= Objectif de l'exercice =
D'après l'article sur le discours sur l'état de l'Union, combien de temps sépare le refus de Donald Trump de serrer la main de Nancy Pelosi du moment où elle déchire sa copie de l'allocution ?

= Texte fourni =
------------------------------
Nancy Pelosi déchire les pages sur lesquelles est imprimé le discours de Donald Trump.

La présidente de la Chambre des représentants, Nancy Pelosi, a littéralement déchiré le discours sur l'état de l'Union du président des États-Unis, Donald Trump.

Photo : Reuters / Jonathan Ernst

  • Sophie-Hélène Lebeuf

À son arrivée à la Chambre des représentants, mardi, pour prononcer son discours sur l'état de l'Union, le président Trump a refusé de serrer la main de la présidente de la Chambre, Nancy Pelosi. Une heure et demie plus tard, celle-ci déchirait sa copie de l'allocution. Entre les deux, un discours ouvertement partisan, prononcé dans un climat de division et privilégiant la mise en scène.

Lorsque Donald Trump a donné son précédent discours, il y a un an, quelques jours après une paralysie partielle du gouvernement qui avait duré plus d'un mois, le Congrès semblait plus divisé que jamais. Un an et une procédure en destitution plus tard, le fossé s'est visiblement creusé.

La veille de son acquittement inéluctable devant le Sénat, le président républicain a prononcé son ultime discours sur l’état de l’Union du mandat qu'il a obtenu en novembre 2016, à neuf mois de la prochaine l'élection.

Clin d’œil à son slogan électoral de campagne d’il y a quatre ans, Rendons à l’Amérique sa grandeur, il a placé son allocution sous le signe du grand retour de l'Amérique, prononçant le mot grandeur près d'une vingtaine de fois. Si son texte, lu sur un télésouffleur, n'avait pas la rhétorique incendiaire et le style libre qu'il adopte lors de ses rassemblements partisans, il n'en reprenait pas moins certains messages. À plusieurs reprises, il s'est comparé avantageusement à ses prédécesseurs, surtout Barack Obama, qu'il n'avait pas besoin de nommer pour que les allusions soient claires.
------------------------------
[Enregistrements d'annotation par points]
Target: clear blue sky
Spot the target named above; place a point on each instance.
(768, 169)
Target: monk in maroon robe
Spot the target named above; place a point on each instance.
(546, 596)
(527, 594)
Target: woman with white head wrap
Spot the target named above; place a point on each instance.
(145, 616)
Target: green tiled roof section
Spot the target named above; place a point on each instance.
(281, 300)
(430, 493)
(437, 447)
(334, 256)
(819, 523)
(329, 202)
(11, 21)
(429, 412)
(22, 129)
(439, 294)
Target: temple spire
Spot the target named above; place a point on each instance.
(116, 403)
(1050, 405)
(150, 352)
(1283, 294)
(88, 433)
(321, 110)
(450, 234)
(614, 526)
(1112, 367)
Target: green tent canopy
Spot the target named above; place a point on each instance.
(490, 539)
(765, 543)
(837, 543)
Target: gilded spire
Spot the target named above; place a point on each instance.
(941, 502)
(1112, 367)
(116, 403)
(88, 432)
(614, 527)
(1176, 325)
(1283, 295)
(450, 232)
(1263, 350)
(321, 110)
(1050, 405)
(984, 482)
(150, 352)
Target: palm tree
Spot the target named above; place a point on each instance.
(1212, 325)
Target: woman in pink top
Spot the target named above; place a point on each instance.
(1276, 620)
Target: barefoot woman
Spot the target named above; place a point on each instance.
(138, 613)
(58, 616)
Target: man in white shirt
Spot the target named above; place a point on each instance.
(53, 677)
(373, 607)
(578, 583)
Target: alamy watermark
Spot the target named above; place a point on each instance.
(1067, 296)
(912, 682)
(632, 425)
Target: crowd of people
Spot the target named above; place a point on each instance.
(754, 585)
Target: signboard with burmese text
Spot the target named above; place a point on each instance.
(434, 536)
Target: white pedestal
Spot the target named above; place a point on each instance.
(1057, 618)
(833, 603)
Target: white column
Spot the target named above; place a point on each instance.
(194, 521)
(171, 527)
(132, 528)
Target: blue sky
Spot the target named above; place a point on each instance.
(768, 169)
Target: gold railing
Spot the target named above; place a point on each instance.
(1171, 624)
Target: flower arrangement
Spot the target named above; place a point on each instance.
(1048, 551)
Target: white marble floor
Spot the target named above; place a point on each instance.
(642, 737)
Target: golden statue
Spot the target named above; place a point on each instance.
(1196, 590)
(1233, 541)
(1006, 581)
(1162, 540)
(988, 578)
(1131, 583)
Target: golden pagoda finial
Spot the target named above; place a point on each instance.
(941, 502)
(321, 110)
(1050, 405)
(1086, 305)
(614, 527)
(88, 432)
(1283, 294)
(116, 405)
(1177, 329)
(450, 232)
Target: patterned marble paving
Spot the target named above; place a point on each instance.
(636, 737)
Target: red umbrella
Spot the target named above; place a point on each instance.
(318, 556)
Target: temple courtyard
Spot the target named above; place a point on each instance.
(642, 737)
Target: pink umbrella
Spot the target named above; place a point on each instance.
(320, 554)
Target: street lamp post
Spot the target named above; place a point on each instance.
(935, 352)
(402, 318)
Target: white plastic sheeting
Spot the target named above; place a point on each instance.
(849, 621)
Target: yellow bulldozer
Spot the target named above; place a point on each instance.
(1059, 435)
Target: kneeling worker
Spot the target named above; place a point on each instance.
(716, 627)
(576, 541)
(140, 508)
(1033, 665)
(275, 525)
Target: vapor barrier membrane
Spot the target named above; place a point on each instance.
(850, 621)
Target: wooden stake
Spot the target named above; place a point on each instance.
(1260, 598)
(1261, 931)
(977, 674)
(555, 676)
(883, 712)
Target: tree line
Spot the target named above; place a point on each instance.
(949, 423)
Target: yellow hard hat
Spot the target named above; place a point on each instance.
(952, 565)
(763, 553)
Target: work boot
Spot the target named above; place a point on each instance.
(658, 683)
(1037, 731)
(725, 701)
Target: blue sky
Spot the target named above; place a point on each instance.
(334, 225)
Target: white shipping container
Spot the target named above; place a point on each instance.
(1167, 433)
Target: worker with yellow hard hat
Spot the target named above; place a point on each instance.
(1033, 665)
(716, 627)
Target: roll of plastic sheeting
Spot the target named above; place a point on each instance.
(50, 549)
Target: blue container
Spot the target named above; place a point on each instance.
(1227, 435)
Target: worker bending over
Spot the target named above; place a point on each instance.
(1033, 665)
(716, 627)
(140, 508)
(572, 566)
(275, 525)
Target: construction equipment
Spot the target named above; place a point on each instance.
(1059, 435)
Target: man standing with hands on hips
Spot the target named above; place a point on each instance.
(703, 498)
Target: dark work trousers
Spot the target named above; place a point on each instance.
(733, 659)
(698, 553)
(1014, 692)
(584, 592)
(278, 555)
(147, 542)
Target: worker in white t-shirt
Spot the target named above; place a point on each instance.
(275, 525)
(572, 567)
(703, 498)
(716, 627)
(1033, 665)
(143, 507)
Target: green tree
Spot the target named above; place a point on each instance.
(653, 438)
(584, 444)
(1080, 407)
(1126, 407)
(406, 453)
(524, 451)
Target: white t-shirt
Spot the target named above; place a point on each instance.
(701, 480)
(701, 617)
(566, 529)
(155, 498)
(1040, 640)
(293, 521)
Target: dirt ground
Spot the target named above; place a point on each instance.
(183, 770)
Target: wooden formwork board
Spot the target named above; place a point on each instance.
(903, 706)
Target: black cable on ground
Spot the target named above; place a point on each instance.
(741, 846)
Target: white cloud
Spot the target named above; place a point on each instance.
------------------------------
= La réponse =
Une heure et demie.